Supplied passage:
Floodlight or projector (noncut-off). This type of luminaire uses medium- to high-wattage floodlights for a tight, symmetrical beam control. Wide to narrow beam spreads are available, and the unit is normally used where a long throw of light is more important than controlling light trespass.

Ballasts. Ballasts are a part of security lighting that deserve close attention. A ballast modifies incoming voltage. It also controls current and provides the conditions necessary to start and operate electric discharge lamps--all those families of lamps except incandescent. Most ballasted lighting installations are fluorescent. Electromagnetic ballasts and electronic ballasts have pushed the life expectancy and energy efficiency of ballasts up to the point where retrofit is a cost-effective option.

Security managers must closely look at outdoor lighting that involves metal halide, high-pressure sodium, and low-pressure sodium lamps. The ballasts for these are specific and usually cannot be interchanged with other types of lighting. For this reason, retrofitting becomes an option only when the lamps involved are relatively new or when high-power rates in the area make the change of equipment cost-effective.

If a security lighting system is more than five years old, however, it pays to look for ways to upgrade the ballast system because the manufacturers have made such strides in efficiency and longevity.

Cost factors are important if the security lighting system is being designed from scratch. These cost factors gain significance when comparing competing technologies rather than competing equipment. In other words, ballast cost is a consideration when comparing a metal halide system to high-pressure sodium or when comparing high-pressure sodium systems of differing wattages.

Material provided:
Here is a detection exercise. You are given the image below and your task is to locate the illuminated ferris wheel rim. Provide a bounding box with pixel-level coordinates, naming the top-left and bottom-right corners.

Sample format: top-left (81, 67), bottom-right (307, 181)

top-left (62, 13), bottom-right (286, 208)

What needs to be done: Rewrite the part of the security lighting text above that opens with the words containing "Cost factors are" and closes with "of differing wattages.", swapping "from scratch" for "from the ground up".

Solved problem:
Cost factors are important if the security lighting system is being designed from the ground up. These cost factors gain significance when comparing competing technologies rather than competing equipment. In other words, ballast cost is a consideration when comparing a metal halide system to high-pressure sodium or when comparing high-pressure sodium systems of differing wattages.